» Excerpted passage
▼

By Harold Massoon, 1969
This extraordinary account of the ecstasies experienced during a psychotic episode suggests that "when these things are better understood and controlled, good may be realized out of what we know as insanity."
FIRST LETTER.
TO: INTERNATIONAL FEDERATION FOR INTERNAL FREEDOM, CAMBRIDGE, MASS.

Gentlemen: Recently I chanced to read an article dealing with the activity of your group. To myself it was heartening, in a sense, to read that the LSD experiments produce sensory experiences of great beauty. I do not believe that the average layman's concept of mental illness includes any knowl­edge or recognition of the fact that the "disturbed" individual may enter realms of such exquisite beauty as to upset his normal values and reactions

Since the individual is clearly the victim of delusions any such gratifying experience may be chalked off as an escape mechanism — a psychotic dream. This may be so, yet having myself undergone a psychotic experience, a portion of which involved sensory experience and feelings of breathtaking beauty, it is hard for me to accept the idea that the things which hap­pened to me could be explained away so simply.

The unconscious mechanisms of man are doubtless of enormous complexity. Man may well be a far more amazing creature than even his inflated conceptions of his contemporary self would indicate. The hallucinogens may prove a valuable tool for the eventual creation of more enlightened popu­lations — indeed, for a better race of men.

For what it may be worth I would like to touch on certain aspects of my own psychosis which occurred some four years ago. My experience was, at one end, a vista into a state of unparalleled beauty and peace, but at the opposite end there were experiences and thoughts of darkness and terror. My hallucinations, when they finally made their appearance, were terrifying; it was as if, at one stage, I stood at the portals of para­dise and, at another, felt and experienced the dark gate of hell.

At the outset, while my experience had religious connotations, it should be mentioned that I am neither a church goer nor a bible addict. In fact, I will acknowledge that I am a little afraid of the old book — I had an insane theory as to why this is so — and perhaps in my own instance it is just as well. A sensitive, imaginative, and evi­dently weak-minded person, I have had no wish to tangle with a book that has produced such a bumper crop of fanatics, zealots, and religious maniacs, recognizing that I was prime material.

▲

» Dataset content

▼

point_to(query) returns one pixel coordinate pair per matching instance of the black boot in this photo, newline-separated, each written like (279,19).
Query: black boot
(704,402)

▲

» Exercise instructions
Reproduce word for word the portion of the letter about the psychotic episode between "Since the individual" and "away so simply.", inclusive.

» Written response
Since the individual is clearly the victim of delusions any such gratifying experience may be chalked off as an escape mechanism — a psychotic dream. This may be so, yet having myself undergone a psychotic experience, a portion of which involved sensory experience and feelings of breathtaking beauty, it is hard for me to accept the idea that the things which hap­pened to me could be explained away so simply.